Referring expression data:

---+---

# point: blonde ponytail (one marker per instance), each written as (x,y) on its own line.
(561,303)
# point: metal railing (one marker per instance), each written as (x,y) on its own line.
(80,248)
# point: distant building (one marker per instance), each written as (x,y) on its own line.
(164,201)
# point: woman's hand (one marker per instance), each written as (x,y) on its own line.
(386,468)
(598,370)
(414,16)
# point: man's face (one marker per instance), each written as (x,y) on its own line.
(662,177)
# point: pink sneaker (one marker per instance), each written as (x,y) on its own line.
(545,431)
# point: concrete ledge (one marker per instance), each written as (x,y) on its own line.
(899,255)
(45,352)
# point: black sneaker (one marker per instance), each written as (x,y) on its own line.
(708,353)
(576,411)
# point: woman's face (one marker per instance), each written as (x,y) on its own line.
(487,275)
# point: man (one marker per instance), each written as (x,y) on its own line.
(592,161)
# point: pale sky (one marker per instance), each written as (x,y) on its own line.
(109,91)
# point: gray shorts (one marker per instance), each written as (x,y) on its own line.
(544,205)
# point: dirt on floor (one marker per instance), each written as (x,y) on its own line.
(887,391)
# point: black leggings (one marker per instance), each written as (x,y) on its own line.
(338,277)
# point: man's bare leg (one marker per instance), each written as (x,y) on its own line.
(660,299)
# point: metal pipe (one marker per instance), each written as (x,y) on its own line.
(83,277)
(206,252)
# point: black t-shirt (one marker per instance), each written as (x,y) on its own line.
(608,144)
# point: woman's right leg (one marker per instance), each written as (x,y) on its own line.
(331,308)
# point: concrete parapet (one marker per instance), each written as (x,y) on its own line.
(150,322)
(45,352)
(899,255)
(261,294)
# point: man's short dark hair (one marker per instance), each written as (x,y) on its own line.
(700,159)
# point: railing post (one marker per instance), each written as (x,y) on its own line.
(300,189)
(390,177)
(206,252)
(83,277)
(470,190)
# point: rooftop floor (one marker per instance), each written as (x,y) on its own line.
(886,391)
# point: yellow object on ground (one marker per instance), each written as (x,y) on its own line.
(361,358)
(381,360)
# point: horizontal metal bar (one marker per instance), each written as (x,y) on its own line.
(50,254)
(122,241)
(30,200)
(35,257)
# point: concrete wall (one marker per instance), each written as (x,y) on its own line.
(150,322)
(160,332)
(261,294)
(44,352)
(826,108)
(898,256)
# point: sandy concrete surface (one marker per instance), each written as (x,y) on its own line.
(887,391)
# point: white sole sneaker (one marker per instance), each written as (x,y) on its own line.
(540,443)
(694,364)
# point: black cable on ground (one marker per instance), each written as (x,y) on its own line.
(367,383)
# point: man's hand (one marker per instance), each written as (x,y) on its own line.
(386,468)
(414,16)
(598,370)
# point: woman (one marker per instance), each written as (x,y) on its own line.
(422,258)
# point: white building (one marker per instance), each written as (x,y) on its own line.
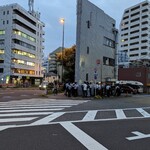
(21,45)
(135,32)
(96,44)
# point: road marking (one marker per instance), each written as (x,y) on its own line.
(143,112)
(120,114)
(25,114)
(82,137)
(29,110)
(90,115)
(6,127)
(32,107)
(7,97)
(16,119)
(138,136)
(47,119)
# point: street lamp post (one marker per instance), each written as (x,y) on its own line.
(62,21)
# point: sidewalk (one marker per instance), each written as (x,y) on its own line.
(62,96)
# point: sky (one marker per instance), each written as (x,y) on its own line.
(52,10)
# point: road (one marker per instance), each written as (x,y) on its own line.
(109,124)
(17,94)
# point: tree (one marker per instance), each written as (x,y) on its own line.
(67,57)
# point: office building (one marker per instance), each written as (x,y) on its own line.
(96,44)
(21,45)
(135,33)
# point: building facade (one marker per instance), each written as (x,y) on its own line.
(21,45)
(134,30)
(141,74)
(96,44)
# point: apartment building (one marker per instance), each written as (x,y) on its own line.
(135,33)
(96,44)
(21,45)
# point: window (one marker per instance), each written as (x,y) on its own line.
(88,24)
(2,32)
(136,19)
(87,50)
(108,61)
(109,42)
(1,61)
(135,14)
(1,70)
(87,77)
(135,8)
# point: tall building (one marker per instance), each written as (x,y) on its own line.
(96,44)
(135,33)
(21,44)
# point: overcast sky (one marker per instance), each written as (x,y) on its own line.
(52,10)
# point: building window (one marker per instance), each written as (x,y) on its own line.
(138,74)
(1,51)
(87,77)
(1,61)
(88,24)
(87,50)
(109,42)
(2,32)
(1,70)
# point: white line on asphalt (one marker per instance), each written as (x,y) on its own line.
(138,136)
(6,127)
(120,114)
(16,119)
(32,107)
(29,110)
(90,115)
(82,137)
(143,112)
(47,119)
(25,114)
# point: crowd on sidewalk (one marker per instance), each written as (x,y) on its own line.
(89,89)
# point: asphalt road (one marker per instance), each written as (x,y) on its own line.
(9,94)
(46,124)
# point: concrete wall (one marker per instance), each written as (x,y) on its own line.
(93,26)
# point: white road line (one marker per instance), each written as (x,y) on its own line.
(82,137)
(29,110)
(25,114)
(120,114)
(48,119)
(90,115)
(138,136)
(6,127)
(16,119)
(143,112)
(32,107)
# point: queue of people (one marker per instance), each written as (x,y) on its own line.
(89,89)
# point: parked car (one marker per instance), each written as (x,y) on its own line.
(43,85)
(128,89)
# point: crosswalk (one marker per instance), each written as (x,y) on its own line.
(29,112)
(33,112)
(102,115)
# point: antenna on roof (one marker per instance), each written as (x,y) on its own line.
(31,6)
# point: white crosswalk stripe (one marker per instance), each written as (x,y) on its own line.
(30,112)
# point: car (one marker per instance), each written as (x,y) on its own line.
(43,85)
(128,89)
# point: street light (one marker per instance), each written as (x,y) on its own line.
(62,21)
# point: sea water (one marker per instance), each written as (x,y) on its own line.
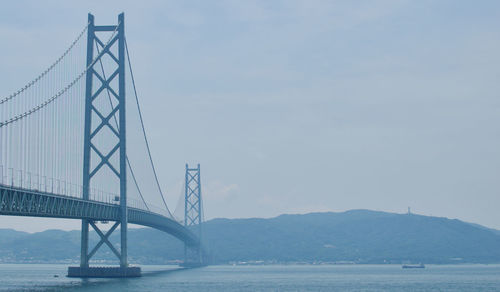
(27,277)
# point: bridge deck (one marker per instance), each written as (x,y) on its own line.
(23,202)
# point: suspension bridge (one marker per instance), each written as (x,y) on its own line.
(64,153)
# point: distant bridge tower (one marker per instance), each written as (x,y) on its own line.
(193,213)
(105,121)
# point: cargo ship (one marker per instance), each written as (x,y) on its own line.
(411,266)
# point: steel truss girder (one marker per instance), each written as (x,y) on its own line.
(22,202)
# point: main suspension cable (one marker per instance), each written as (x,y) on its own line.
(144,131)
(118,128)
(61,92)
(3,100)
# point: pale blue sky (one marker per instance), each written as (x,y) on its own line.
(300,106)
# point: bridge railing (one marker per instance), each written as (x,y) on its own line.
(39,183)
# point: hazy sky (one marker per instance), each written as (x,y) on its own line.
(299,106)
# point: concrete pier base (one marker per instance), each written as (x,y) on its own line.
(104,272)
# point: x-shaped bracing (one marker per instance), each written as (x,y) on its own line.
(104,239)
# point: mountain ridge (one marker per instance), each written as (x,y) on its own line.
(359,236)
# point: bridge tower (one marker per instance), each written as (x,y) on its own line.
(96,157)
(193,214)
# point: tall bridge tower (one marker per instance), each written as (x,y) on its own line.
(193,214)
(98,157)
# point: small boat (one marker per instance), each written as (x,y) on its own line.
(411,266)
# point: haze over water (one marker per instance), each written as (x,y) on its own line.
(262,278)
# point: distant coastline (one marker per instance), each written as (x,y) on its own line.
(351,237)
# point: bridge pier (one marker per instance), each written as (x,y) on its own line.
(104,272)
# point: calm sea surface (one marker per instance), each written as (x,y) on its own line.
(262,278)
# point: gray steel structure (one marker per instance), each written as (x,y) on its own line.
(16,201)
(193,213)
(28,200)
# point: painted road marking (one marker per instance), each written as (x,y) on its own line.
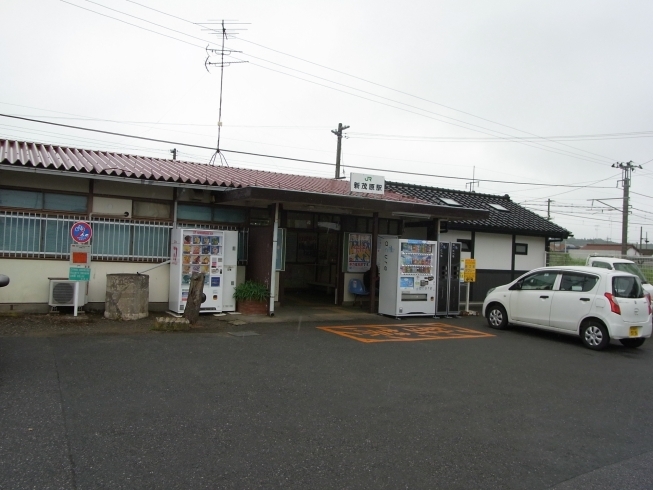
(404,333)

---+---

■ **Work task**:
Only the text of the records belongs in the answer; reproduce it verbatim, with no pictures.

■ **Exercise solution**:
# point: blonde ponytail (one marker per instance), each written as (x,y) on its own line.
(561,303)
# point: metal railing (one marker per instance), each written as (x,y) on its own line.
(80,248)
# point: distant building (one marker per instance), each written as (x,y) on its own line.
(164,201)
# point: woman's hand (one marker per instance), each written as (x,y) on its own line.
(386,468)
(598,370)
(414,16)
# point: man's face (one marker per instance), each written as (x,y) on its own line.
(662,177)
# point: pink sneaker (one marker per instance), each written as (x,y) on its own line.
(545,431)
# point: concrete ledge (one marker per instance), each written as (x,y) on its own line.
(899,255)
(45,352)
# point: black sneaker (one marker per instance), each written as (x,y) on its own line.
(708,353)
(576,411)
# point: woman's face (one marker per instance), each written as (x,y) on its own line.
(487,275)
# point: man (one marker per instance), each written as (x,y) on its own line.
(592,161)
# point: pale sky (one marker per instance), each written as (x,y) on its own line.
(109,91)
# point: gray shorts (one marker per instance), each written as (x,y) on its own line.
(544,205)
# point: dirt on floor (one marker per instance), each written as (x,y) on its own line.
(887,391)
# point: black leggings (one marker per instance), each written as (x,y) on its own line.
(338,277)
# point: man's bare leg (one marker per instance), each written as (x,y) on its own line.
(660,299)
# point: metal pipe (one marker per instance), each written as (x,y) on its own line.
(83,277)
(206,252)
# point: black t-shirt (one marker per instance), each written as (x,y) on its own line.
(608,144)
# point: woman's right leg (one marker per instance), each written as (x,y) on its own line.
(331,308)
# point: concrete parapet (one marker per instance), each written as (x,y) on its own line.
(150,322)
(45,352)
(899,255)
(261,294)
# point: man's short dark hair (one marker per instance), each written as (x,y) on its own line.
(700,159)
# point: railing post (one marker per instance), each written as (x,y) on its own line.
(300,189)
(390,177)
(206,252)
(83,277)
(470,190)
# point: rooftop floor (one marker per instance), each written as (x,y) on its own line.
(886,391)
# point: yellow object on ground (one marker per instance), each written as (x,y) on its own line.
(361,358)
(381,360)
# point: horizontal metal bar (one marker per instance), each written as (x,y) on its own line.
(50,254)
(122,241)
(30,200)
(35,257)
# point: concrete wall (one marker per instance), each written as (x,y) on its own line.
(150,322)
(160,332)
(261,294)
(44,352)
(826,108)
(898,256)
# point: sandy concrete surface (one marker per instance), each written as (x,y) on its own line.
(887,391)
# point: white sole sneaker (one marker per instance), each written as (x,y) on its own line.
(540,443)
(694,364)
# point: black cable on ground (one marker per instance), each written as (x,y) on its own line.
(367,383)
# point: man's hand (one marker per instance), each written as (x,y) on its own line.
(386,468)
(414,16)
(598,370)
# point: woman (one marker per instance), each written as (x,y) on its own line.
(422,258)
# point: white building (one marker per instance), each written as (x,y) on its own line.
(21,45)
(135,32)
(96,44)
# point: road marking (one marker per instance), each written as (x,y) on its own line.
(143,112)
(120,114)
(25,114)
(82,137)
(29,110)
(90,115)
(6,127)
(32,107)
(7,97)
(16,119)
(138,136)
(47,119)
# point: street lamp post (one marker per instance), each written as (x,y) on its own line.
(62,21)
# point: sidewalk (one marker per instance), each written as (x,y) on its own line.
(62,96)
# point: sky (one marker per instance), each written as (x,y) on its own line.
(52,10)
# point: road (one marker per instance), each written as (x,y) on its own line.
(109,124)
(17,94)
# point: tree (one marker per instance), each written as (x,y) on its own line.
(67,57)
# point: office building (one marker per instance), each written as (x,y) on its own line.
(96,44)
(21,45)
(135,33)
# point: building facade (one marker per instance), each written as (x,y) on its own line.
(21,45)
(134,30)
(141,74)
(96,44)
# point: apartment building (one marker per instance), each written as (x,y) on its own line.
(135,33)
(96,44)
(21,45)
# point: window (one marker per instance), each written as (x,y) on its own line.
(88,24)
(2,32)
(136,19)
(87,50)
(108,61)
(109,42)
(1,61)
(135,14)
(1,70)
(87,77)
(135,8)
# point: tall building (one marker per instance), each written as (x,y) on its own line.
(96,44)
(135,33)
(21,44)
# point: overcast sky (one marker per instance), each written as (x,y) on its own line.
(52,10)
# point: building window (one marker per instance), each written as (x,y) on its own line.
(138,74)
(1,51)
(87,77)
(1,61)
(88,24)
(87,50)
(109,42)
(2,32)
(1,70)
# point: white line on asphalt (one marker per instance), each written as (x,y) on its own line.
(138,136)
(6,127)
(120,114)
(16,119)
(32,107)
(29,110)
(90,115)
(82,137)
(143,112)
(47,119)
(25,114)
# point: crowd on sidewalk (one marker per instance), each written as (x,y) on its own line.
(89,89)
# point: asphalt road (one marker per instance), each written as (x,y) on its own line.
(9,94)
(46,124)
# point: concrete wall (one marker per instance), each written as (x,y) on its own line.
(93,26)
# point: white road line (one marker per instance), each written as (x,y) on its own line.
(82,137)
(29,110)
(25,114)
(120,114)
(48,119)
(90,115)
(138,136)
(6,127)
(16,119)
(143,112)
(32,107)
# point: queue of people (one marker per instance), each written as (x,y) on its own line.
(89,89)
# point: parked car (one marker per instance), each written as (x,y) on its own line.
(43,85)
(128,89)
# point: crosswalk (one marker per instance), each written as (x,y) on its own line.
(29,112)
(33,112)
(102,115)
# point: antenna on roof (one marker per instance), each written as (x,y) on its own line.
(31,6)
# point: white crosswalk stripe (one marker per instance), each written as (x,y) on its own line.
(30,112)
# point: car (one marker per instance), each written as (x,y) on its own line.
(43,85)
(128,89)
# point: street light (one marker per instance), each written as (x,y) on its own line.
(62,21)
# point: sea water (one marker per instance), each written as (x,y) on its own line.
(27,277)
# point: bridge deck (one marker per instance), each written as (x,y) on its own line.
(23,202)
# point: suspension bridge (one marker per instance), each written as (x,y) on its own line.
(64,153)
# point: distant bridge tower (one marker per instance), each written as (x,y) on its own line.
(193,213)
(105,121)
# point: cargo ship (one marker per instance), each written as (x,y) on its own line.
(411,266)
# point: steel truss girder (one marker per instance), each written as (x,y) on its own line.
(22,202)
# point: main suspension cable (one marker per instance), each written as (x,y) on its own line.
(144,131)
(118,128)
(61,92)
(3,100)
# point: pale blue sky (one marker per instance), each written as (x,y) on its own line.
(300,106)
# point: bridge railing (one marker per instance), each written as (x,y) on its own line.
(39,183)
# point: hazy sky (one marker per instance), each written as (x,y) on its own line.
(299,106)
# point: concrete pier base (one marker per instance), each written as (x,y) on its own line.
(104,272)
# point: x-shaped bracing (one marker per instance), each written as (x,y) on its own line.
(104,239)
# point: mountain ridge (one marker per instance), each written as (x,y) on its own line.
(359,236)
# point: bridge tower (one marker per instance), each written as (x,y) on its own line.
(96,157)
(193,214)
# point: tall bridge tower (one marker per instance), each written as (x,y) on its own line.
(193,214)
(98,157)
# point: small boat (one marker per instance), each written as (x,y) on its own line.
(411,266)
# point: haze over water (one marker per instance), each written as (x,y) on its own line.
(262,278)
# point: distant coastline (one marker per instance), each written as (x,y) on its own line.
(351,237)
# point: bridge pier (one marker per instance), each written as (x,y) on its own line.
(104,272)
# point: calm sea surface (one marker per instance), each written as (x,y) on its own line.
(262,278)
# point: gray steel structure (one marker per instance), each written as (x,y) on its own line.
(16,201)
(193,213)
(28,200)
# point: painted road marking (one marker per instance), each written as (x,y) on its own line.
(404,333)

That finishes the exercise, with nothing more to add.